I’m a fraud

I was six when I realized I was a fraud.11081353_10153351553118273_6497426175567331893_n

Somehow at the young age of five I had tricked the school district into believing I qualified for the gifted and talented program. By the second grade I was struggling with spelling simple words, vocabulary assignments and reading out-loud. I realized the jig would be up soon, everyone would know that I was really a dumb kid.

Desperate, I tired to think of a plan to get out before I was exposed. So I asked my Mom one night as she tucked my in, “Why am I in the special gifted classes? I think it is a mistake. I’m not as smart as my friends.” She looked at me surprised and insisted I was as smart as my friends and that I did belong there.

I knew in my heart she was wrong. How did my mom not see it? Somehow even she had been fooled.

Meanwhile across the country two researchers were coining the term Imposture Syndrome

In 1978 Pauline Rose Clance & Suzanne Imes published The Imposter Phenomenon in High Achieving Women: Dynamics and Therapeutic Intervention. They observed that …” impostor phenomenon is used to designate an internal experience of intellectual phonies, which appears to be particularly prevalent and intense among a select sample of high achieving women…Despite outstanding academic and professional accomplishments, women who experience the imposter phenomenon persists in believing that they are really not bright and have fooled anyone who thinks otherwise.

There are even tests you can take like the Clance IP Scale.

I don’t need a test; neither do most women I know. When I read my CV or sit for a job interview I know and remember doing the things sited, but lack any emotional connection. I hear my friends and colleagues say the same thing. How can so many of us feel so disconnected from our achievements? With all this self-knowledge, why does the imposture syndrome persist?

### DATA UNDER STUDY
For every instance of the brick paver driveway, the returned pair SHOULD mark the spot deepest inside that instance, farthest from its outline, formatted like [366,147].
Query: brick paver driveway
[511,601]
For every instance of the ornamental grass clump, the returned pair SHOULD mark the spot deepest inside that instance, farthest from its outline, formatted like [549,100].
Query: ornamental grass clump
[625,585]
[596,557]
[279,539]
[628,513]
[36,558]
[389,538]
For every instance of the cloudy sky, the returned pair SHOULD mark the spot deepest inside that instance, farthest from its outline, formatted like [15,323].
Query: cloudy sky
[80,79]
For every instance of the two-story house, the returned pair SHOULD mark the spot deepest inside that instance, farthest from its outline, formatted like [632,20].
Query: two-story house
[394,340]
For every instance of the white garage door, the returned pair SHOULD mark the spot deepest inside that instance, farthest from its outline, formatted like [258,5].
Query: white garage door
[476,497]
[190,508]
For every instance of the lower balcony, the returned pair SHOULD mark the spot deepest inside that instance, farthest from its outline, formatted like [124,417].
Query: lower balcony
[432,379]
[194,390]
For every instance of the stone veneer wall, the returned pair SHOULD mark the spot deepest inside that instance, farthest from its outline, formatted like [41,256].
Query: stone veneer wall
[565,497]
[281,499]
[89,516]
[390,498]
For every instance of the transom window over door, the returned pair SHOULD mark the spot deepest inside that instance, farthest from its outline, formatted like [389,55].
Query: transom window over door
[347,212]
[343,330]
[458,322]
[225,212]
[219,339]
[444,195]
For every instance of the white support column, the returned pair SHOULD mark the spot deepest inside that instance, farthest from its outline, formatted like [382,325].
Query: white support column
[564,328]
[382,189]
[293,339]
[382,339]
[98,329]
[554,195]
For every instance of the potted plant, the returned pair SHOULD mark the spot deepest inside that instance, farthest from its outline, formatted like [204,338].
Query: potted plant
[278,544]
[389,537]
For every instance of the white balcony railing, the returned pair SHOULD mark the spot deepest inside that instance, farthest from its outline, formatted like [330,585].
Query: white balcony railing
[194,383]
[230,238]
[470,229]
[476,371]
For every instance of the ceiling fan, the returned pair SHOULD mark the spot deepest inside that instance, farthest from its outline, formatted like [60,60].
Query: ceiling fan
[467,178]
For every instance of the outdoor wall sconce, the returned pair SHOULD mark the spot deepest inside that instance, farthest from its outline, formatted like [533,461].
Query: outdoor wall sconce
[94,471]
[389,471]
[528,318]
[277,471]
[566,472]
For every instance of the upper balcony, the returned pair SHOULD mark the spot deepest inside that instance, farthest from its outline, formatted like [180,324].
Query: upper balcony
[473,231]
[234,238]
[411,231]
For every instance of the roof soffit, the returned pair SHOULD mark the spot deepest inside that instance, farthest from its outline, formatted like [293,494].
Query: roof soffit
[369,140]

### YOUR GOAL
Repeat, without any alteration, the portion of the essay on feeling like a fraud between "Somehow at the" and "a dumb kid.", inclusive.

### TASK ANSWER
Somehow at the young age of five I had tricked the school district into believing I qualified for the gifted and talented program. By the second grade I was struggling with spelling simple words, vocabulary assignments and reading out-loud. I realized the jig would be up soon, everyone would know that I was really a dumb kid.